Instructions for the task:
Convert the rows, starting with the line that contains "of the man in" and going on through the line that contains "[(179, 136)]", into a JSON list of strings with one string per line. Leave out any blank lines.

Labeled-object pointing entries:

----

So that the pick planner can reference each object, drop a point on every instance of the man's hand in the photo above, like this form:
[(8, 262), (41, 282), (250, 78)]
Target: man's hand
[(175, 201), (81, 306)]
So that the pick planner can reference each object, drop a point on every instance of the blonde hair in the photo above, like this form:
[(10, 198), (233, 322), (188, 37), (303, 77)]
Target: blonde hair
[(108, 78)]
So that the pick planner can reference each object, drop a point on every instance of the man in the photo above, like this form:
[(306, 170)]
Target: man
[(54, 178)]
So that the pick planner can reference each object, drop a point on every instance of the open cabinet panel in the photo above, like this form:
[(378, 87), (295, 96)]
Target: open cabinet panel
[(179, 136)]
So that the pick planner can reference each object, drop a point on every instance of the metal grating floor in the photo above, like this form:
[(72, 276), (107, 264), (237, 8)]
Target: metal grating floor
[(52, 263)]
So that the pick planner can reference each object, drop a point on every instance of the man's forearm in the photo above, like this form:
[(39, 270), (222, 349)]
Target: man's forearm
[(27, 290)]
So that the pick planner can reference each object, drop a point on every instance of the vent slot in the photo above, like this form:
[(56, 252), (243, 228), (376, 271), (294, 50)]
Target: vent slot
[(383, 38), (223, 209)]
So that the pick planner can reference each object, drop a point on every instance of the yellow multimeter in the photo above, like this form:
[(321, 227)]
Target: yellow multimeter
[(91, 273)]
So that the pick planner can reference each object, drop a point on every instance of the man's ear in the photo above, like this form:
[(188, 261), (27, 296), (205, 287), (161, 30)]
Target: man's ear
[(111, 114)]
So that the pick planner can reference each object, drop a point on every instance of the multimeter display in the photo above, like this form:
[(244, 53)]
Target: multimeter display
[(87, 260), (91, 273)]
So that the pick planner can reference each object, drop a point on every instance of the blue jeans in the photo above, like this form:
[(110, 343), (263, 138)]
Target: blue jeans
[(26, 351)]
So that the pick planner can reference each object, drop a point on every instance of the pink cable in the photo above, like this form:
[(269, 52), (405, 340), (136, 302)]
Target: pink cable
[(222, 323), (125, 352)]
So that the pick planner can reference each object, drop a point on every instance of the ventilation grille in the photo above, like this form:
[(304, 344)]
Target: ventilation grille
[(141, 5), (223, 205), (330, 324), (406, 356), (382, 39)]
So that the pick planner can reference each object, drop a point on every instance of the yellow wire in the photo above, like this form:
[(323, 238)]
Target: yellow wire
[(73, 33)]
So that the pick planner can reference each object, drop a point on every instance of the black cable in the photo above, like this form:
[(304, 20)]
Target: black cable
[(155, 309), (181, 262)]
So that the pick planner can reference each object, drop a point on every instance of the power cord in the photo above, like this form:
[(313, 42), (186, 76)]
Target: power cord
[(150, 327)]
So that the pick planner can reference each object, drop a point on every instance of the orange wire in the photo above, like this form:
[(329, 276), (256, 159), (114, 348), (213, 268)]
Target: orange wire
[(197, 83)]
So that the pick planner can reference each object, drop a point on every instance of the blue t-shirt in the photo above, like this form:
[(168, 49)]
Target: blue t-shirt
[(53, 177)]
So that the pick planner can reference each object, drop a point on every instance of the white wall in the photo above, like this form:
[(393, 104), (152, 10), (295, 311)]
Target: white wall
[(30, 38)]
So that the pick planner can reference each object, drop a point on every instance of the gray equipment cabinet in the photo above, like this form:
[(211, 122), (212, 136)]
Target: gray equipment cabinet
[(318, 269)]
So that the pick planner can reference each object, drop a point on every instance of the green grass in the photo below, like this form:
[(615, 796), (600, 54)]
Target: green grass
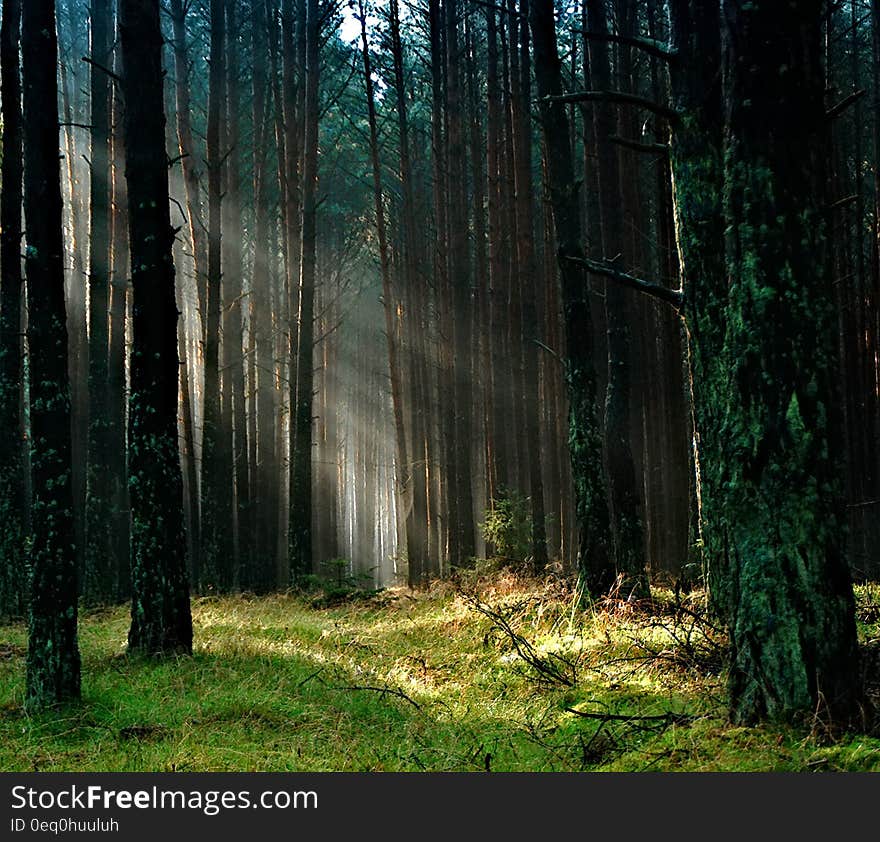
[(414, 682)]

----

Completed task:
[
  "So that the pick planner can reference each object, drop a point on every instance of the man in the photo above, like this form:",
  "[(306, 170)]",
  "Target: man",
  "[(54, 178)]",
  "So that the pick planner can reference each object, drop a point on every instance of the open cabinet panel in the photo above, like this form:",
  "[(378, 87), (295, 96)]",
  "Target: open cabinet panel",
  "[(179, 136)]"
]